REQUIRED WORK: Copy every line below. Do not alter any of them.

DATA PROVIDED:
--- START ---
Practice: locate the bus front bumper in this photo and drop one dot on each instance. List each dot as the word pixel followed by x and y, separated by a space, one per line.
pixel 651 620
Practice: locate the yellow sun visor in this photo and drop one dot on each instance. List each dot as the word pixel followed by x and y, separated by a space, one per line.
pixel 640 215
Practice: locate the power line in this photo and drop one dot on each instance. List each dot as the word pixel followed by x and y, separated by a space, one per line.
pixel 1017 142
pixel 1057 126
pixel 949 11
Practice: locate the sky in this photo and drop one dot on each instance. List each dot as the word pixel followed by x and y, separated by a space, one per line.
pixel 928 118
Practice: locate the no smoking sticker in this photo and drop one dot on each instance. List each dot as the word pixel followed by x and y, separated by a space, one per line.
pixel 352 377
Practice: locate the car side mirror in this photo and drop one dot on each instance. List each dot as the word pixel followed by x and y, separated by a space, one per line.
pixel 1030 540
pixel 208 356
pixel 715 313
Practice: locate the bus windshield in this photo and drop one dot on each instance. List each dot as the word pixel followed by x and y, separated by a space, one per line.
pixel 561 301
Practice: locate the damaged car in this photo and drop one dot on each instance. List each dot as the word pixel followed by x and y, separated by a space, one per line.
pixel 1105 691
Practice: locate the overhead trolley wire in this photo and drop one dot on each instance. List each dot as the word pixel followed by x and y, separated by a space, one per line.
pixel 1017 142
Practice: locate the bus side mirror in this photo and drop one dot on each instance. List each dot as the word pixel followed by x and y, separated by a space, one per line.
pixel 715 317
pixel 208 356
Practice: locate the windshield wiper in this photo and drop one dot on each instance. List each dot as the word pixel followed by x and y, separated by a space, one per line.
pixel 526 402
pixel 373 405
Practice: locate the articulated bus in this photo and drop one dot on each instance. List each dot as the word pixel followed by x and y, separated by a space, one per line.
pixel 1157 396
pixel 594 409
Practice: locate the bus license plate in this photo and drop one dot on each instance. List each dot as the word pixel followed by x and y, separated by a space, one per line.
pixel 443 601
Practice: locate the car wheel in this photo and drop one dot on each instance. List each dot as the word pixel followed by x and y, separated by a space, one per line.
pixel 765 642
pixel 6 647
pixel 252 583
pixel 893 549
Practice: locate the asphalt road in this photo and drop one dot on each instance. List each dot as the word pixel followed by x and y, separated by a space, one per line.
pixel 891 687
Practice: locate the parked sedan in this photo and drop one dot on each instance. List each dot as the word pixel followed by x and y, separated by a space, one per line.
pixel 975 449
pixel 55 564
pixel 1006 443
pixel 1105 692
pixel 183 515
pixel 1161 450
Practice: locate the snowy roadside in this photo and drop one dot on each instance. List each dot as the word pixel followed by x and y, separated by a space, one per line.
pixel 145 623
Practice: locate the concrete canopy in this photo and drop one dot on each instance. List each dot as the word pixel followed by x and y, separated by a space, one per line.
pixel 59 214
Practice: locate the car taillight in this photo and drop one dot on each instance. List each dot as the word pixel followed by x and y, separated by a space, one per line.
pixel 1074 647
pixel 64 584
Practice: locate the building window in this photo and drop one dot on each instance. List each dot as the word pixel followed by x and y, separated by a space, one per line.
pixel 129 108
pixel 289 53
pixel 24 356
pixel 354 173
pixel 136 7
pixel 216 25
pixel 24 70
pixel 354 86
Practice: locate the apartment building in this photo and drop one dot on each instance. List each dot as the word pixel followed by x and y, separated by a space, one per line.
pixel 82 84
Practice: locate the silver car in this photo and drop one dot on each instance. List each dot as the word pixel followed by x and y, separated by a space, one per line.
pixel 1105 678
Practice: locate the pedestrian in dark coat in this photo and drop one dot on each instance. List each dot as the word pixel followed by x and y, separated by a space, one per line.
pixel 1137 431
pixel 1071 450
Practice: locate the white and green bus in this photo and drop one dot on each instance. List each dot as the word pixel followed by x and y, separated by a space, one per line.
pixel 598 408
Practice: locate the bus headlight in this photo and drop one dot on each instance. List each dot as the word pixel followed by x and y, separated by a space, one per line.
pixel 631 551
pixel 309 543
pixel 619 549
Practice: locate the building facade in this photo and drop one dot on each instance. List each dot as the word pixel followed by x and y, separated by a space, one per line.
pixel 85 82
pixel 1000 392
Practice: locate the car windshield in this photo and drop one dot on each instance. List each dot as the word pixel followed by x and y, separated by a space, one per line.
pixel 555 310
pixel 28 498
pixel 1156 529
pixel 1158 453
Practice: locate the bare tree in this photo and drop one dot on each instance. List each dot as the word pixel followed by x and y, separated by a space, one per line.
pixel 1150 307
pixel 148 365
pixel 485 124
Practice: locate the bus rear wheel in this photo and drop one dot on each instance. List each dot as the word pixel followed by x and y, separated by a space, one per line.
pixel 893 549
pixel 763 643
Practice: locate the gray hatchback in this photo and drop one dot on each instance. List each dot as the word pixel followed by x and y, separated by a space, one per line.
--- END ---
EXERCISE RESULT:
Practice: locate the bus front bumper in this photo and drop one dot on each instance. List each dot as the word pixel followed by x and y, separated by a space, one per line.
pixel 651 620
Practice: locate the yellow sun visor in this photo and drop one dot on each instance. List each dot as the word pixel followed by x and y, separated by a space, one per line.
pixel 640 215
Practice: locate the power line in this photo and drop one dot on each instance. List each dot as the word pixel followed by x and y, separated by a space, one per line.
pixel 1017 142
pixel 1057 126
pixel 949 11
Practice: locate the sky in this photo and drop one dot on each instance. List each dot as the word pixel followed by x and y, separated by a space, one per line.
pixel 928 118
Practice: locate the no smoking sticker in this photo and drop one dot on each instance. List each dot as the word pixel followed by x and y, separated by a space, one per line.
pixel 352 377
Practice: locate the car side mirror in this photo and drop one dot on each instance. List each dot as the word pixel followed by x and y, separated by a space, one per line.
pixel 1030 540
pixel 208 356
pixel 715 313
Practice: locate the bus windshield in this photo and drop one dot on each instance. List each dot as the word pixel followed by x and y, separated by a space, one per line.
pixel 561 301
Practice: locate the damaged car in this photo and drop one dot on each instance. List each dot as the word pixel followed by x and y, separated by a space, one per line.
pixel 1105 691
Practice: locate the overhead trolley wire in this photo and drop one dot on each instance. List each dot as the word pixel followed by x and y, separated by a space, one per line.
pixel 1017 142
Practice: locate the bus side mirror in this photo and drop one dot on each instance. List each dot as the word pixel followed by x and y, separated by a space, one per line.
pixel 715 317
pixel 208 356
Practice: locate the windshield wiper in this photo and drop one dot on each instance. List each dot as the word pixel followed by x and y, separated by a space, one per line.
pixel 526 402
pixel 373 405
Practice: locate the articulated bus in this photo and drop one dot on each instance. List each dot as the word pixel followed by x and y, separated by a space, one per line.
pixel 1157 396
pixel 594 409
Practice: locate the bus license plate in this photo and drop one dot on each instance. List each dot as the word pixel followed by x and y, separated by a space, one per line.
pixel 443 601
Practice: locate the car wheel in this photo and drop one dot on each instance. List each dot as the word pixel followed by x and y, separated by a space, one per line.
pixel 765 642
pixel 6 647
pixel 252 583
pixel 893 549
Practice: locate the asphalt road in this photo and drop one dot on each instance. List each dot as the word pixel followed by x and y, separated by a space, one per line.
pixel 891 687
Practice: locate the parked sedan in this photo and drop one dot on each instance. List each dot as the word pixel followed by x and y, separated by a space, one per line.
pixel 975 449
pixel 55 564
pixel 1006 443
pixel 1105 692
pixel 183 515
pixel 1161 450
Practice: locate the snowy roadside in this photo and drop one dot on each instance. List each dot as the word pixel followed by x and y, separated by a space, one per line.
pixel 145 623
Practice: locate the concrete canopy in this photo and drop one dot on each instance. List each dot as the word pixel followed by x and y, separated by a space, one per line.
pixel 59 214
Practice: locate the car taillight in this photo and drop one dot on each instance. List each dot as the word pixel followed by x and y, separated by a space, one per line.
pixel 1074 647
pixel 64 584
Practice: locate the building window in this photo and drop one dot on each instance. List each dot as the word pixel followed by x and y, separated by a space, one per line.
pixel 129 108
pixel 289 53
pixel 24 356
pixel 354 173
pixel 136 7
pixel 216 25
pixel 24 70
pixel 354 86
Practice: locate the apartment building in this photo and drop one dot on each instance. List each dot as the word pixel followed by x and y, separated by a space, one per line.
pixel 82 84
Practice: locate the silver car in this photo and drop one dot on each instance. List each dot as the word pixel followed by x and y, separated by a space, one per line.
pixel 1105 678
Practice: locate the pedestrian in dark coat in this photo and drop one dot on each instance. List each dot as the word pixel followed by x and y, separated by a space, one per line.
pixel 1137 431
pixel 1071 450
Practice: locate the white and green bus in this photo and drop one dot on each instance. List each dot as the word pixel followed by x and y, separated by a space, one per line.
pixel 598 408
Practice: locate the bus headlight in this photo and drop one dot on each instance. List each dot as the word pixel followed by x and y, separated by a space, one per line.
pixel 631 551
pixel 309 543
pixel 619 549
Practice: locate the building facade in this photo and drop one dot on each instance. List each dot as the word pixel followed by x and y, separated by a space, one per line.
pixel 85 82
pixel 1000 392
Practice: locate the car windshield in this photo and drop one dot on each instance. List each dot as the word pixel followed by x and y, separated by a space, one per line.
pixel 555 310
pixel 28 498
pixel 1156 529
pixel 1158 453
Practice: locate the bare tree in this photo and drop one dot on each instance. List each dot as the word pixel followed by x and y, separated by a space, one per line.
pixel 1150 307
pixel 148 365
pixel 485 124
Practice: locate the bus rear wheel in this photo and drop one dot on each instance. List each dot as the word pixel followed by x and y, separated by a space, one per line.
pixel 893 549
pixel 763 643
Practice: locate the gray hatchback in this photo and drop one dot on each instance. List each dot as the word pixel followed by x and y, separated by a space, one per line.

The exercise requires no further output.